Héctor Aristy Pereyra tal vez nunca pensó que volvería al edificio Copello, en el Conde de la capital, donde operó la sede del gobierno del que había sido Ministro de Interior y Policía del gobierno constitucionalista presidido por el coronel Francisco Alberto Caamaño Deñó tras la guerra patria de 1965 para reponer al derrocado presidente Juan Bosch. Pero volvió. Solo que ahora en otro rol, ajeno para él: dueño de HIZ Informativa, en la primera emisora de la isla.
El político y exdiplomático no era, sin embargo, la parte visible. Más bien parece que prefería el bajo perfil. Como dicen: representaba el poder detrás del trono. Daba la cara el buen poeta Radhamés Reyes Vásquez, director de Prensa. Hubo dudas sobre el real propietario hasta el día de la visita de parte del personal a una de sus empresas, en la avenida San Martín, para fines de liquidación tras la falta de sustentabilidad económica del noticiario. Aparentemente no mezclaba la política con sus empresas. Luego del regreso de su exilio de 12 años, 1978, había creado una formación, el Partido 24 de abril; luego, ingresó al poderoso Partido Revolucionario Dominicano, y, tras los conflictos internos, se marchó con Hatuey De Camps, para integrar el Partido Revolucionario Social Demócrata.
....
* [TAREA REQUERIDA 1]
Devuelve sin cambios el fragmento del texto sobre Héctor Aristy Pereyra que comienza en "Héctor Aristy Pereyra" y termina en "de la isla.".
El texto y los registros proceden de fuentes distintas.

* [DATOS MOSTRADOS]
....
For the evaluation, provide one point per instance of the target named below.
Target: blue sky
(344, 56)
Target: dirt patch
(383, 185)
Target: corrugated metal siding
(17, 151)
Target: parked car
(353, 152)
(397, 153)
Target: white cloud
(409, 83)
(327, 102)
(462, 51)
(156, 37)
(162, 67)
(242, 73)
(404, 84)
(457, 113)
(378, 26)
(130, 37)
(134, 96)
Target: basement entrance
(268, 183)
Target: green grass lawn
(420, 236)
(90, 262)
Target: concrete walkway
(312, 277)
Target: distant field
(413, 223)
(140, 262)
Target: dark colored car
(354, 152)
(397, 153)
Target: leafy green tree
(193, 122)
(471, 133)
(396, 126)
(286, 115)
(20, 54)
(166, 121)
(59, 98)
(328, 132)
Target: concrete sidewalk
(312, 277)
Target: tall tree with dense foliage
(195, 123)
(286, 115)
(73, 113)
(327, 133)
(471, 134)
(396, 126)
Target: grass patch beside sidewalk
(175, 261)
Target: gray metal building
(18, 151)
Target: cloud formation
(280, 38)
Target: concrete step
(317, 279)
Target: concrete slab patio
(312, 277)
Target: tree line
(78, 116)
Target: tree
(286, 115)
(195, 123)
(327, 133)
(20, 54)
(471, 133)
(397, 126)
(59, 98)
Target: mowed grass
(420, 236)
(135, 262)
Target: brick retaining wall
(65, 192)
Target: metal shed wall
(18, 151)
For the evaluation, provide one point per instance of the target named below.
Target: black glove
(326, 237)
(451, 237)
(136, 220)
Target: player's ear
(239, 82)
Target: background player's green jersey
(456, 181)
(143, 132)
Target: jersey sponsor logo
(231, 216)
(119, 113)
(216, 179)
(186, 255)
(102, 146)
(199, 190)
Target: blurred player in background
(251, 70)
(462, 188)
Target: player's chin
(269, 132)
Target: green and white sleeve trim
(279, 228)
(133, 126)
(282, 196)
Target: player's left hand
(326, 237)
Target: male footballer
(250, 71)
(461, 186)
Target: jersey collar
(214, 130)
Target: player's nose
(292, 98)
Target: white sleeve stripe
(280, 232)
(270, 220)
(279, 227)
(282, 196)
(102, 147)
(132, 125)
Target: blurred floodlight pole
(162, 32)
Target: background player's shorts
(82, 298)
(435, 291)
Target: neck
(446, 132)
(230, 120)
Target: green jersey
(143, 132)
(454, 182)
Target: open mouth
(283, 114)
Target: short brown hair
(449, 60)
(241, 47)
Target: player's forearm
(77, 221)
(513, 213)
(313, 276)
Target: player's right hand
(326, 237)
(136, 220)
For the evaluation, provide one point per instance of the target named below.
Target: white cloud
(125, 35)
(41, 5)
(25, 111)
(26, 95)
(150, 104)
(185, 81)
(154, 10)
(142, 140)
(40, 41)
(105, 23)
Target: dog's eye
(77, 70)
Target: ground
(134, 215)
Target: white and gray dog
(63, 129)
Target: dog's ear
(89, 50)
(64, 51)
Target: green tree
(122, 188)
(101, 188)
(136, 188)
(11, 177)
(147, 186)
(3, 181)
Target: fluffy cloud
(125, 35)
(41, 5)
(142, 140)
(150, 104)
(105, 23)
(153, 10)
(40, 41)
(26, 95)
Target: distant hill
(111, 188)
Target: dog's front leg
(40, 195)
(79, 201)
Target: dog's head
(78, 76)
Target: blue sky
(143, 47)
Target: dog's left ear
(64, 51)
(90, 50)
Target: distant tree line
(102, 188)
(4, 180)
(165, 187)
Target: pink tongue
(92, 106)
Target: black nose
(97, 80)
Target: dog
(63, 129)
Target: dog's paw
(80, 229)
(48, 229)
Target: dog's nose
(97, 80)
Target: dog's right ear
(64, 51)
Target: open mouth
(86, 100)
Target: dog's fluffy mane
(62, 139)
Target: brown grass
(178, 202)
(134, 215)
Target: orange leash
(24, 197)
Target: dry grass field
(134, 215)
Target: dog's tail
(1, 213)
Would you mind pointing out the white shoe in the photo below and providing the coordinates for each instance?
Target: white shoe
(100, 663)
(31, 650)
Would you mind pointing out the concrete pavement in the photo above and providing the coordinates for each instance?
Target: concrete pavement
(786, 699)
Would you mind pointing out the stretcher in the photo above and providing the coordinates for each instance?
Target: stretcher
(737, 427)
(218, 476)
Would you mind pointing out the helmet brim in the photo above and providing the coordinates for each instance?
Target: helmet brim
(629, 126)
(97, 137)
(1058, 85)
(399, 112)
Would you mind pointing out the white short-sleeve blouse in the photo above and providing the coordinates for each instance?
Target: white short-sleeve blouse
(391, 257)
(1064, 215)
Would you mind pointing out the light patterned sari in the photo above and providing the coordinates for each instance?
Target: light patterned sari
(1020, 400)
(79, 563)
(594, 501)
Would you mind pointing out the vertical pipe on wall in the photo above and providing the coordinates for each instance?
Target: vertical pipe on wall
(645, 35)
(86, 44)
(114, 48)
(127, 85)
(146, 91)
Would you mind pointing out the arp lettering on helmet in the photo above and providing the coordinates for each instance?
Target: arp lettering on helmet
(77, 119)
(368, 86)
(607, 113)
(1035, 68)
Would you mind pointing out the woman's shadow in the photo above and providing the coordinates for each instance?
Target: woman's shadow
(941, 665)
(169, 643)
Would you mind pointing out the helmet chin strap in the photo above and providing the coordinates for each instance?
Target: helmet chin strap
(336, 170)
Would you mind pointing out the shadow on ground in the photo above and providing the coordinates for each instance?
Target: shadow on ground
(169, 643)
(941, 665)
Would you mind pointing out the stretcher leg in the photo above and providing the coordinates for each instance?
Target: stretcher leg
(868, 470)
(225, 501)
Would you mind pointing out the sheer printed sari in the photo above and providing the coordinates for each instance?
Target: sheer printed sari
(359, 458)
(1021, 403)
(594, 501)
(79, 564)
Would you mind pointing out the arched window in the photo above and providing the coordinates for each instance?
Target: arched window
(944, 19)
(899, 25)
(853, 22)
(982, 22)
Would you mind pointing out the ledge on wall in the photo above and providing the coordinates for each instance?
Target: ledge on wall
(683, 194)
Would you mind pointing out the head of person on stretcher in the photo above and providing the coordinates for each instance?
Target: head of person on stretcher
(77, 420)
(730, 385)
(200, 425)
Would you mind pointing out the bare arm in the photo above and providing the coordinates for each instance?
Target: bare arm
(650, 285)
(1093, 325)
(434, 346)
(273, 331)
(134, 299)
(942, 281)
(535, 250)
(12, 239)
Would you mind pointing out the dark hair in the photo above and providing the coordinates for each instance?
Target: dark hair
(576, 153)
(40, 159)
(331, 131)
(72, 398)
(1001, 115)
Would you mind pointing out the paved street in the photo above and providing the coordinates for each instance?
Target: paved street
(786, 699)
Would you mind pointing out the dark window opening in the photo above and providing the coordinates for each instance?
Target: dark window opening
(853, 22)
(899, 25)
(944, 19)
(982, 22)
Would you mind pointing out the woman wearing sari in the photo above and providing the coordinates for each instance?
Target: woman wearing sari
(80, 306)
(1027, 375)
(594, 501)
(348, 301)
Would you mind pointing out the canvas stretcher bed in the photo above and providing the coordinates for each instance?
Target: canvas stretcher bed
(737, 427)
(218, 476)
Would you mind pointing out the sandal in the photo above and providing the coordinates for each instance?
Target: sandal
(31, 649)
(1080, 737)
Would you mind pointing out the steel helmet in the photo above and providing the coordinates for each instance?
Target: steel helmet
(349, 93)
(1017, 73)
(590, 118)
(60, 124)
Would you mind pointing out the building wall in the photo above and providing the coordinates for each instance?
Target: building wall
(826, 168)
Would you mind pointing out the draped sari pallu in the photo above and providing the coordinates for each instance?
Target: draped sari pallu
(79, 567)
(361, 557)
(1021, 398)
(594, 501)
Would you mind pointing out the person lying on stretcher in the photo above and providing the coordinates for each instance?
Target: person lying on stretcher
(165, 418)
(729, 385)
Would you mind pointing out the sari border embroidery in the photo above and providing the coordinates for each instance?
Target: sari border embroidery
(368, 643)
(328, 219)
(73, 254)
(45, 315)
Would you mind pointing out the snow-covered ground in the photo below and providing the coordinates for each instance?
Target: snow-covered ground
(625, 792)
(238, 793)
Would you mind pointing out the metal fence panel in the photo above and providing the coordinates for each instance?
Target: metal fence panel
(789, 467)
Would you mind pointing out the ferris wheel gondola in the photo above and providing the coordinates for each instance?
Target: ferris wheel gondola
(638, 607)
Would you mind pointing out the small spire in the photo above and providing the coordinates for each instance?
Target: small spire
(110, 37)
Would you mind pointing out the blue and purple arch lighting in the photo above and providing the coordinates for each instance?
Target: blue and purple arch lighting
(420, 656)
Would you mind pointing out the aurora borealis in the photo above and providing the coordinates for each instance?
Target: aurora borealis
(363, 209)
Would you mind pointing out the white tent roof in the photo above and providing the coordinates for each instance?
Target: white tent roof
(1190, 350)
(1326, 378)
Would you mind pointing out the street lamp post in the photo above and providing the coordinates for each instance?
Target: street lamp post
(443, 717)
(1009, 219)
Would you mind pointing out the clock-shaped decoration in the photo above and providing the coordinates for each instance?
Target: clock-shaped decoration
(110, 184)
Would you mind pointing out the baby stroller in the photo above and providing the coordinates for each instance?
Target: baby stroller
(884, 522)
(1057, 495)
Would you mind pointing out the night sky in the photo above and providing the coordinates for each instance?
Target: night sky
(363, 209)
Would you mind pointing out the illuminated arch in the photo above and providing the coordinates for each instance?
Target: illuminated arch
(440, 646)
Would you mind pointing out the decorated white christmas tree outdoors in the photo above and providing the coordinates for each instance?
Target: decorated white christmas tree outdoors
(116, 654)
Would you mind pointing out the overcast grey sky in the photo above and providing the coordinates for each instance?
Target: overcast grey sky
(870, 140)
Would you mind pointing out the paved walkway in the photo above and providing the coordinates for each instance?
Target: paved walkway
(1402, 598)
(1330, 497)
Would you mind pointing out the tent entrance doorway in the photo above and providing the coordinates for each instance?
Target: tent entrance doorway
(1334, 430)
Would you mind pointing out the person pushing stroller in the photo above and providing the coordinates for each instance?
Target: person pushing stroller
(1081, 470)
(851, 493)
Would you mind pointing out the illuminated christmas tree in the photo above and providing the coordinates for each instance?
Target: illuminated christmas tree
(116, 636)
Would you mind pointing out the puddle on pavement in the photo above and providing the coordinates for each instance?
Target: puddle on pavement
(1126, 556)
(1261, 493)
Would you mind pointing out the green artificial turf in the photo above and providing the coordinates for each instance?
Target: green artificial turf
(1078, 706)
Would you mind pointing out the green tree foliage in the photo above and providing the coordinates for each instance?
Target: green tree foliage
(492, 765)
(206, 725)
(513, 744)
....
* [TAREA REQUERIDA 2]
Vuelve a escribir sin alteraciones las líneas de los registros que empiezan en la que contiene "Would you mind pointing out the shadow" y terminan en la que contiene "(1080, 737)", ambas incluidas.

* [RESPUESTA FINAL 1]
Héctor Aristy Pereyra tal vez nunca pensó que volvería al edificio Copello, en el Conde de la capital, donde operó la sede del gobierno del que había sido Ministro de Interior y Policía del gobierno constitucionalista presidido por el coronel Francisco Alberto Caamaño Deñó tras la guerra patria de 1965 para reponer al derrocado presidente Juan Bosch. Pero volvió. Solo que ahora en otro rol, ajeno para él: dueño de HIZ Informativa, en la primera emisora de la isla.

* [RESPUESTA FINAL 2]
Would you mind pointing out the shadow on ground in the photo above and providing the coordinates for each instance?
Target: shadow on ground
(169, 643)
(941, 665)
Would you mind pointing out the stretcher leg in the photo above and providing the coordinates for each instance?
Target: stretcher leg
(868, 470)
(225, 501)
Would you mind pointing out the sheer printed sari in the photo above and providing the coordinates for each instance?
Target: sheer printed sari
(359, 458)
(1021, 403)
(594, 501)
(79, 564)
Would you mind pointing out the arched window in the photo above and providing the coordinates for each instance?
Target: arched window
(944, 19)
(899, 25)
(853, 22)
(982, 22)
Would you mind pointing out the ledge on wall in the photo above and providing the coordinates for each instance?
Target: ledge on wall
(683, 194)
Would you mind pointing out the head of person on stretcher in the photo above and providing the coordinates for each instance?
Target: head of person on stretcher
(77, 420)
(730, 385)
(200, 425)
Would you mind pointing out the bare arm in the photo above and providing the coordinates for each instance?
Target: bare arm
(650, 285)
(1093, 325)
(434, 346)
(273, 331)
(134, 299)
(942, 281)
(535, 250)
(12, 239)
Would you mind pointing out the dark hair in the photo above and providing the coordinates for each instance?
Target: dark hair
(576, 153)
(40, 159)
(331, 131)
(72, 398)
(1001, 115)
Would you mind pointing out the paved street in the photo above and providing the coordinates for each instance?
Target: paved street
(786, 699)
Would you mind pointing out the dark window opening in the photo above and providing the coordinates for each instance?
Target: dark window opening
(853, 22)
(899, 25)
(944, 19)
(982, 22)
Would you mind pointing out the woman wearing sari in the photo above and providing the coordinates for each instance?
Target: woman wearing sari
(80, 306)
(1027, 375)
(594, 501)
(348, 301)
Would you mind pointing out the canvas stretcher bed in the photo above and providing the coordinates for each instance?
Target: canvas stretcher bed
(737, 427)
(218, 476)
Would you mind pointing out the sandal in the photo above and providing the coordinates for each instance?
Target: sandal
(31, 649)
(1080, 737)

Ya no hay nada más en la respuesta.